**Selected text**
-- Start --

And a footnote on page 3 further qualifies that assertion as:
The proposed HKDF scheme is being standardized by the IETF as RFC 5869.
Ok, so let's have a look at RFC 5869: http://tools.ietf.org/html/rfc5869
And there we see that the RFC has category "INFORMATIONAL", and not at all
"STANDARDS TRACK" or "PROPOSED STANDARD".
Bottom-line: HKDF is not a standard in the IETF sense (so the assertion in
the article is a bit misleading). Being published as a RFC is in no way an
official blessing, asserting quality, or implying that you can get jailed
for not using it. An "informational" RFC only means that the author could
write in a coherent enough English some description of a technical element
that was not immediately detected as flawed (I should know -- I myself
wrote an informational RFC).
Now don't get me wrong; HDKF is a fine piece of work, and the
cryptographic arguments for its security are very good. Using it where you
need a KDF looks like a good idea. However, it is in no way a "standard"
in the same way as, say, PKCS#1 for RSA. PKCS#1 is indeed a good example,
because it is also an "informational" RFC (RFC 3447), so it is not an
"IETF standard" per se; but it is a "standard" by being de facto used
everywhere, in particular by some actual "IETF standards" (e.g. RFC 3279
and 5756). In that sense, RSA, as described in PKCS#1, has been hallowed
by the IETF. HKDF has not.

-- End --

**Task requirements**
(a) Answer these questions about the text on HKDF's standard status:
(i) What category does RFC 5869 carry?
(ii) Which RFC number is given for PKCS#1?
(iii) Which RFCs are named as actual "IETF standards" that use PKCS#1?
(b) Pick up the text on HKDF's standard status after its final sentence and carry it forward in the same voice.

**Material shown**
-- Start --

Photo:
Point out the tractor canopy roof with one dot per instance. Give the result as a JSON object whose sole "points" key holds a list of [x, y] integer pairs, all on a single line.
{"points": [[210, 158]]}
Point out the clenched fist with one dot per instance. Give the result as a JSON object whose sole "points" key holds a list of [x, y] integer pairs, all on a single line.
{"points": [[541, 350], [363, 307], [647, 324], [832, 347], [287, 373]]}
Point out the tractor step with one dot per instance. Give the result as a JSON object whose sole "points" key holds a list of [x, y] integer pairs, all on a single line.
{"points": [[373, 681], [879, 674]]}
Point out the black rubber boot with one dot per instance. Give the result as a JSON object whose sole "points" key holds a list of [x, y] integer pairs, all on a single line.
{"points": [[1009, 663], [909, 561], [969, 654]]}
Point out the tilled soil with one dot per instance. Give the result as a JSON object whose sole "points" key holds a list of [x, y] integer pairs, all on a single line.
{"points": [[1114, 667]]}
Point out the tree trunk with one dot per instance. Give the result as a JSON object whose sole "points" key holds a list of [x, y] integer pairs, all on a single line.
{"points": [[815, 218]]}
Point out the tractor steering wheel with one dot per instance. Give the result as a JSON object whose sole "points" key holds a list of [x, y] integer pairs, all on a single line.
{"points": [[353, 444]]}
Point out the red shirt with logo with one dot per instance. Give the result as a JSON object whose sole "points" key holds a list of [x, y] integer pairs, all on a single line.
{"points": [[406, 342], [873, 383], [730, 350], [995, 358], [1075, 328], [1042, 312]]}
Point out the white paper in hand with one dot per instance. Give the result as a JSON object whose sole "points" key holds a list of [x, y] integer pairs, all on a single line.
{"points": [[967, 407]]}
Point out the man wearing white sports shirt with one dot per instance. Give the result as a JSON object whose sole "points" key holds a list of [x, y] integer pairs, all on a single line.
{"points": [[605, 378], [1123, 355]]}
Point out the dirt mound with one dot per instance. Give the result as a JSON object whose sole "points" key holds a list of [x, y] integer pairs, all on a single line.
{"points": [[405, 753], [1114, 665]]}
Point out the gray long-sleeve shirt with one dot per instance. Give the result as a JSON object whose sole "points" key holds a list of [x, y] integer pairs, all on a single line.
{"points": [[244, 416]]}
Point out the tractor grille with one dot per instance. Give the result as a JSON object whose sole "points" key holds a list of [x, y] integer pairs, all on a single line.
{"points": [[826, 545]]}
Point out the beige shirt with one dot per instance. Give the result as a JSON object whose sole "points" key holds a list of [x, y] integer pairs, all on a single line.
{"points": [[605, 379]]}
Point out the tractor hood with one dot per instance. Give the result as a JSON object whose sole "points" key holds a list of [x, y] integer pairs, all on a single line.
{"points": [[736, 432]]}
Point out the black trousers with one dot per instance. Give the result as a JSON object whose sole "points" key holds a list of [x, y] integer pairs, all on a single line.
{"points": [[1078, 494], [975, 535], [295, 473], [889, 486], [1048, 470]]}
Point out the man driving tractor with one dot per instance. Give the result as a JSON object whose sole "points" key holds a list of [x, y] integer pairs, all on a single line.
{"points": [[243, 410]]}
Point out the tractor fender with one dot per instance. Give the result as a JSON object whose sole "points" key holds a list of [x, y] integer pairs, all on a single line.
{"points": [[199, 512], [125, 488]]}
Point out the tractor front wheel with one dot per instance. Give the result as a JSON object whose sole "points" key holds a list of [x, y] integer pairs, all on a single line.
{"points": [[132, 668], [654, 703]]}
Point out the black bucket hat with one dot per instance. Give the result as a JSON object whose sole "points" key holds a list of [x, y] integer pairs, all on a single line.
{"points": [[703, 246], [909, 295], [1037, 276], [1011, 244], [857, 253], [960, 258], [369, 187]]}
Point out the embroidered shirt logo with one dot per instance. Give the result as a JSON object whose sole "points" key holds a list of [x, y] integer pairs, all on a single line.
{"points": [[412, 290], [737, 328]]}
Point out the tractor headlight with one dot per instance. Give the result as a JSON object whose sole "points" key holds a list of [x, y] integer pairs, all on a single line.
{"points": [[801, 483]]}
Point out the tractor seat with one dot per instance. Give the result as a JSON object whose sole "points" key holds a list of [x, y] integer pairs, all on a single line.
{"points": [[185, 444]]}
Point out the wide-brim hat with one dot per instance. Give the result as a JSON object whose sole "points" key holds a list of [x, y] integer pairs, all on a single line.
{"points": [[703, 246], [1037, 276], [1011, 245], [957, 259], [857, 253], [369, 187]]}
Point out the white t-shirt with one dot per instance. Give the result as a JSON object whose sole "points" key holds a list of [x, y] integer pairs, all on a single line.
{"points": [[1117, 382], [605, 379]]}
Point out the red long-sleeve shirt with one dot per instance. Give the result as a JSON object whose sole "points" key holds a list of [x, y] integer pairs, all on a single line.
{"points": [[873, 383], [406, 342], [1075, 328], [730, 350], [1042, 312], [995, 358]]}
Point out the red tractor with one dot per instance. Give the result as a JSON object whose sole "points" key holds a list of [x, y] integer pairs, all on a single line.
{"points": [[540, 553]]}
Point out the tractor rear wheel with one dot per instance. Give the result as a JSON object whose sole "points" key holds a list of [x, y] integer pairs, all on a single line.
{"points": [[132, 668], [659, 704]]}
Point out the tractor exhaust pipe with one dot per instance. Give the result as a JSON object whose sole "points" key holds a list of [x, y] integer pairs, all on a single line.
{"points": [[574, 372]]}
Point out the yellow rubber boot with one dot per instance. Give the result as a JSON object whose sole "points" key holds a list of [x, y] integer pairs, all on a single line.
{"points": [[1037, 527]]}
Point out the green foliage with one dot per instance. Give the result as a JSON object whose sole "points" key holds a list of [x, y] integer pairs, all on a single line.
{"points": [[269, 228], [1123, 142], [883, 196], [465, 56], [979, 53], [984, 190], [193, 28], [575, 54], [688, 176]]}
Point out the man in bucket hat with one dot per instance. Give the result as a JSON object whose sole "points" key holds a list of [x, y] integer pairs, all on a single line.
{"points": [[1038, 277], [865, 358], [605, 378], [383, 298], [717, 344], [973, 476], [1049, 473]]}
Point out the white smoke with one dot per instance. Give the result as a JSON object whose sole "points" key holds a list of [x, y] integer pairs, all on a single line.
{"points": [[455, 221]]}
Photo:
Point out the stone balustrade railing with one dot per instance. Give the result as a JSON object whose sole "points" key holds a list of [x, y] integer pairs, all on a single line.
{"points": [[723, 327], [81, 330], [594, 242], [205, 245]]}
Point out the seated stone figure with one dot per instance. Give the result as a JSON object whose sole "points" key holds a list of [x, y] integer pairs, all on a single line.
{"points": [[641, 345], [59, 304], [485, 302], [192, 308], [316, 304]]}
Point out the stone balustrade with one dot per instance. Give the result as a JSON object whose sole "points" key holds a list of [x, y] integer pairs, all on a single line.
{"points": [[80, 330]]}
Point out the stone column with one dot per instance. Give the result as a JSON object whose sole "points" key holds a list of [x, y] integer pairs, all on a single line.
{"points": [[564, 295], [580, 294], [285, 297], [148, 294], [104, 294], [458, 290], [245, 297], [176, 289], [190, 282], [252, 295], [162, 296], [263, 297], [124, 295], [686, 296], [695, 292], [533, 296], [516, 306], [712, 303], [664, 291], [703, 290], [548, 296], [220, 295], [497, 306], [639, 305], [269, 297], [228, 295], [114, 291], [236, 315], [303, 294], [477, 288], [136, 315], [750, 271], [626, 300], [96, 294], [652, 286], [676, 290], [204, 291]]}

-- End --

**Written responses**
(a)
(i) INFORMATIONAL
(ii) RFC 3447
(iii) RFC 3279 and 5756

(b)
In my view, HKDF still lacks, necessarily, the very important property of
having stood the test of time. Regardless of how much mathematics we throw
at it, we still do not have a way to absolutely prove the security of any
cryptographic primitive. We have reductions, and arguments, and partial
proofs; but, ultimately, a cryptographic algorithm can be deemed "secure"
only when it has sustained the collective scrutiny of many cryptographers
for sufficiently long (years), and survived unscathed. That's actually the
point of competitions like SHA-3 or PHC, and why they unravel over so long
a time: so that candidates get that kind of heavy scrutiny. HKDF is still
a bit too new for me. I recommend that we let it stew for a few more years
(my own rule of thumb is "five years", but modulated by the amount of
interest generated in the design -- e.g. SHA-3 or AES got a lot during
their respective competitions).
Of course, using HDKF in a design which will be part of an open
competition like PHC will go a long way towards accumulating scrutiny of
HKDF, i.e. ascertaining whether it is actually secure (or not).